Your task
Give the listing again character for character, but drop the images.

Data section
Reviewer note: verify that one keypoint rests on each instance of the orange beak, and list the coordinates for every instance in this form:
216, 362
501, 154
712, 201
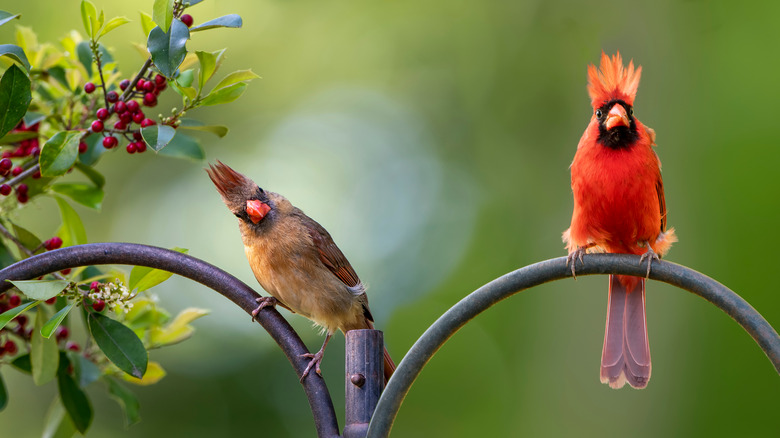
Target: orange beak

Written reply
Reviewer note: verify that one keypoint rests on each instance of the orange beak, and list the coordinates for every instance in this form:
216, 362
501, 154
712, 201
Target: orange beak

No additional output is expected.